[YOUR OBJECTIVE]:
Continue the write-up below on deleting duplicates from a sorted array, beginning right after its final walkthrough step.

[EXCERPT PROVIDED]:
2 minute read

Delete duplicates from sorted array and shift - Elements of Programming Interviews (EPI)

Problem:

Write a function to delete duplicates from a sorted array and shift them such that all non duplicates come first in the array and the remaining deleted entries replaced with None come afterwards. Return the number of unique entries. Example if input is [1,1,1,2,2,3] then the shifted array looks like [1,2,3,None,None,None] and the total unique entries is 3.

Solution:

The brute force solution would be to have a separate array. Iterate over our input Array and store unique values into the separate array. Then overwrite all entries in the beggining of our array and replace all entries after that with None. A better solution would be to do it inplace by considering the fact that we have a sorted array so all duplicate entries will come together. We start off with a unique entry as current_idx and then we compare it with entries ahead of it, setting all duplicates to None, until we find a unique entry, in which case we swap that with current_idx + 1 and also remember which entry we swapped with. We can keep moving further this way until we have exhausted swappable entries. An example makes it clearer:

  • Consider input `A = [1,1,1,2,2,3] we start off with: \(current_idx = 0 \\ swap = 1\)
  • A[current_idx] = A[0] = 1
  • We compare forward indices A[swap] == A[current_idx] -> A[1]==A[0] -> 1 == 1 -> True.
  • Since they are equal we set A[swap] = A[1] = None and we continue iterating with swap += 1
  • A[swap] == A[current_idx] -> A[2] == A[0] -> 1 == 1 -> True.
  • A[swap] = A[2] = None , swap += 1.
  • A[swap] == A[current_idx] -> A[3] == A[0] -> 2 == 1 -> False.

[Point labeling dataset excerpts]
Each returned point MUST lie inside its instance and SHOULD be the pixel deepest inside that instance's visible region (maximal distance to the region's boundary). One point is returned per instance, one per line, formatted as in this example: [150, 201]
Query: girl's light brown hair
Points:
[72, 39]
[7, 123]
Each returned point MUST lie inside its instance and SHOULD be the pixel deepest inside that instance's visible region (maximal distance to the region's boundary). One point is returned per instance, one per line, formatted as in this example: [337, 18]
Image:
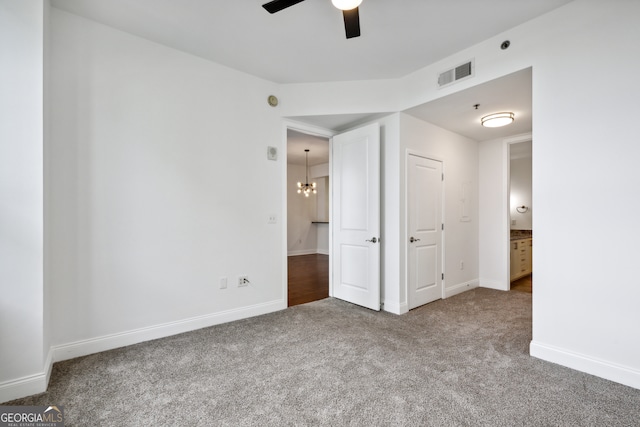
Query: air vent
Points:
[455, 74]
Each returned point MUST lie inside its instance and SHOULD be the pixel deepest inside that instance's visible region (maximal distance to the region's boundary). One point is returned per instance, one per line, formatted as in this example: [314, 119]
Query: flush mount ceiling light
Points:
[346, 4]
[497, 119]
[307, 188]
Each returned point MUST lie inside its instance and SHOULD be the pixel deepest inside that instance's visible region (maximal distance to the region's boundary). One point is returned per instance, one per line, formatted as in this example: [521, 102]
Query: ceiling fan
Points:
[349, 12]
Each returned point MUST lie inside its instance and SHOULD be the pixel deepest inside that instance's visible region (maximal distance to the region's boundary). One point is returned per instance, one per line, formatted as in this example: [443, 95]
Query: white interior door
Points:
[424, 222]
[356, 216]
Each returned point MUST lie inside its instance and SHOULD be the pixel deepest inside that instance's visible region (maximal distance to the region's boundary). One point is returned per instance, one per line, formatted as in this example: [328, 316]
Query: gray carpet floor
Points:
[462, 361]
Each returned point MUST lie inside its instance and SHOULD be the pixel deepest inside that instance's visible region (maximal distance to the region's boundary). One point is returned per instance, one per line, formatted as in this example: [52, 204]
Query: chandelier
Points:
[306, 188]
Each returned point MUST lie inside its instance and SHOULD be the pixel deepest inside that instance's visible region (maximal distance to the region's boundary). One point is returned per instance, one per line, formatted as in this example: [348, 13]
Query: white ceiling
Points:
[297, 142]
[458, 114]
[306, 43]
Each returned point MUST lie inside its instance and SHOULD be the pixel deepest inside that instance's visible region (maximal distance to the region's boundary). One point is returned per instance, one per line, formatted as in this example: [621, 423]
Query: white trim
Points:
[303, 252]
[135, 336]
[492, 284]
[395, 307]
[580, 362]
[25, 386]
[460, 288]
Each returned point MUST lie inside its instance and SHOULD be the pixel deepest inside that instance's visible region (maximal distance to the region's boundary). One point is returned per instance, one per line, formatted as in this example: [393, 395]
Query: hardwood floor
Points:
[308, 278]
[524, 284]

--

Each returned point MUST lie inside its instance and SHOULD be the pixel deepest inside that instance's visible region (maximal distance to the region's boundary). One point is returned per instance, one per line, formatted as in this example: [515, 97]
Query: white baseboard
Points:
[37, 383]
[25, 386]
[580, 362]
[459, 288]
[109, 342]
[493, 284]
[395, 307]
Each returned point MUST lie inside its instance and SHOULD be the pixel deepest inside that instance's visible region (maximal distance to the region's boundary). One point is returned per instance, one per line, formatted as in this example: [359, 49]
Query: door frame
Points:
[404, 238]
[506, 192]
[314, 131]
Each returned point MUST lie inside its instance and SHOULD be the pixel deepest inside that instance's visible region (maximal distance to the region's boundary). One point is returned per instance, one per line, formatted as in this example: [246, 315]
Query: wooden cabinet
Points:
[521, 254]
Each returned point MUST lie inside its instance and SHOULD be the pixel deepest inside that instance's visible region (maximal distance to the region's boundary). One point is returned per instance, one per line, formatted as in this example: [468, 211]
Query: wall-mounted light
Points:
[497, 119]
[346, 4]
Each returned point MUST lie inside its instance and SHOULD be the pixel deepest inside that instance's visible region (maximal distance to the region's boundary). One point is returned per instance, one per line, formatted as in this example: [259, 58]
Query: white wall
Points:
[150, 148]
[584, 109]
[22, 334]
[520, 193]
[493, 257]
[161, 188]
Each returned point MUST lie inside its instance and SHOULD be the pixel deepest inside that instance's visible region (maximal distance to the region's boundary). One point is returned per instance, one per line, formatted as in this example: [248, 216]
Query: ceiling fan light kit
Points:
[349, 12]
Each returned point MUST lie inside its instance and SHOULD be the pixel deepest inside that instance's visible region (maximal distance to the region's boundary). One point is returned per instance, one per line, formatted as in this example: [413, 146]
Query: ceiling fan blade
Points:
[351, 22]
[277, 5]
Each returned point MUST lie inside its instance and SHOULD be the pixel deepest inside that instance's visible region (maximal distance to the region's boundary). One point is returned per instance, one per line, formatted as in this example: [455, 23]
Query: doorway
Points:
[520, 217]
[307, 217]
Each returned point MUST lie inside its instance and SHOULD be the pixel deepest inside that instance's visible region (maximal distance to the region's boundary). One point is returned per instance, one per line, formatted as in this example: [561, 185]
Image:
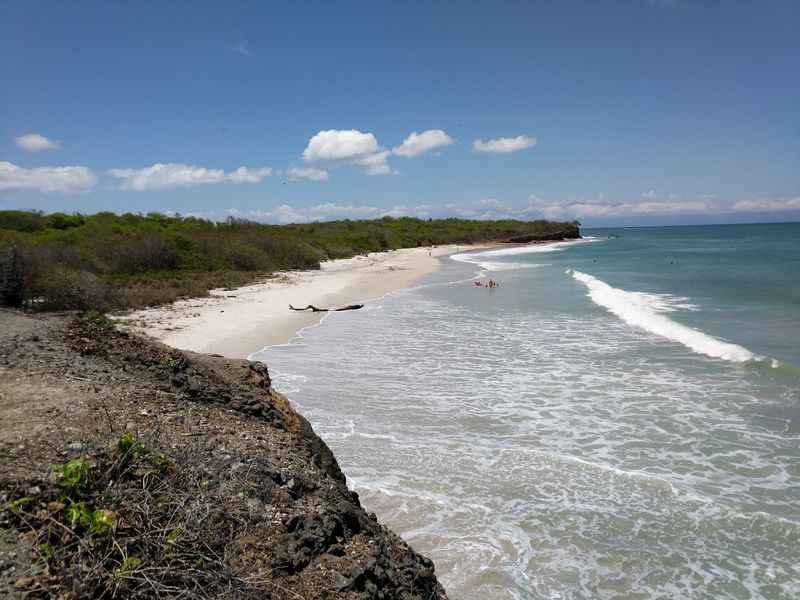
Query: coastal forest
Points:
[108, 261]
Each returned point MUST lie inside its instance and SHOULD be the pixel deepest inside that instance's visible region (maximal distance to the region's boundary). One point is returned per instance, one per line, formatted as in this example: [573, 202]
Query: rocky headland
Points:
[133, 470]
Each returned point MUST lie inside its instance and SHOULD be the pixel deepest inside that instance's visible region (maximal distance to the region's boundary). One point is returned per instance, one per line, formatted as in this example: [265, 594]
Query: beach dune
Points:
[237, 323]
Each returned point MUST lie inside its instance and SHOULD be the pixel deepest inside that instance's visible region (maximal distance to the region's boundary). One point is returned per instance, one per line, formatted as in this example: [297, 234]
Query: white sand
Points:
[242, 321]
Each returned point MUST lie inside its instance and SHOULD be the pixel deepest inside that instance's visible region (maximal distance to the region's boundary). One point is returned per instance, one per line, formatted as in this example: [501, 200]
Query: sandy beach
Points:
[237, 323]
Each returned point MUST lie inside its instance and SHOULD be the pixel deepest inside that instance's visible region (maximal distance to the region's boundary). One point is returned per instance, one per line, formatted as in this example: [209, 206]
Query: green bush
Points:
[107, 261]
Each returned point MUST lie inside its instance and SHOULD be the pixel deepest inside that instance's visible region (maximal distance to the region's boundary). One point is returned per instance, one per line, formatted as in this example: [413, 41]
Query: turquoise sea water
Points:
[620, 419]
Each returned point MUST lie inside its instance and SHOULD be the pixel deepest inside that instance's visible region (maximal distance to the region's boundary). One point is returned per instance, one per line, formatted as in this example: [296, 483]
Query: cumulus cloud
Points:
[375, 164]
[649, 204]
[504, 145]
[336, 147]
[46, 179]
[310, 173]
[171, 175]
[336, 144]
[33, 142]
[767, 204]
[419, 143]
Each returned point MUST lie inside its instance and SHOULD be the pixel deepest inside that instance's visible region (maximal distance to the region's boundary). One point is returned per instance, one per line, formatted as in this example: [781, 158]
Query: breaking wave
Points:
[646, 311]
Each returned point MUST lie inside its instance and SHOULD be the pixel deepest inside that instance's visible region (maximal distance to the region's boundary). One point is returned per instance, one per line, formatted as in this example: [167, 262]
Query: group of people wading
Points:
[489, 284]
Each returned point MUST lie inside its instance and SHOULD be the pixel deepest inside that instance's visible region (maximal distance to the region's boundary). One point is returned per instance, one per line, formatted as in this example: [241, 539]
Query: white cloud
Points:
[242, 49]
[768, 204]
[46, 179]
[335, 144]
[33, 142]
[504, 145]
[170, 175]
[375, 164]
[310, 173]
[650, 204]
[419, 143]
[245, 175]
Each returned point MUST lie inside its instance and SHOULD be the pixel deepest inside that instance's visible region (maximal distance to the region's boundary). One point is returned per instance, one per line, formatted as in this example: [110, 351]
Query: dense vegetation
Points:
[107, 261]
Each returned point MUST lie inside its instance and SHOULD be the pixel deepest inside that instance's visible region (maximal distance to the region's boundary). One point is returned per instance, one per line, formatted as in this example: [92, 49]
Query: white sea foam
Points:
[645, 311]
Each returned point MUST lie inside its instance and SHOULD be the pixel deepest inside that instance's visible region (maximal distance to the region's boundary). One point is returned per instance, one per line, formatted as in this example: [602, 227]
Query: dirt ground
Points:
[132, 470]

[EXERCISE RESPONSE]:
  • Since we found another unique entry we swap:
  • A[current_idx+1], A[swap] = A[swap], A[current_idx+1]
  • Our array looks like : [1,2,None,None,2,3]
  • Now we increment the swap and current index which we are testing:
  • current_idx += 1, swap += 1
  • A[swap] == A[current_idx -> A[4] == A[1] -> 2 == 2 -> True.
  • A[swap] = A[4] = None. swap += 1.
  • A[swap] == A[current_idx] -> A[5] == A[1] -> 3 == 1 -> False.
  • Another unique.. swapping:
  • A[current+1], A[swap] = A[swap], A[current_idx+1]
  • current_idx += 1, swap += 1
  • Our array looks like : [1,2,3,None,None,None]
  • We notice that swap is now at the end of the array so we stop iterating.
  • The total number of unique entries will be the number of indexes we have tested which will simply be 1 more than the current index :
  • total = current_idx + 1 In code:
def delete_duplicates(A: List[int]) -> int:
    """Function to remove duplicates from an array"""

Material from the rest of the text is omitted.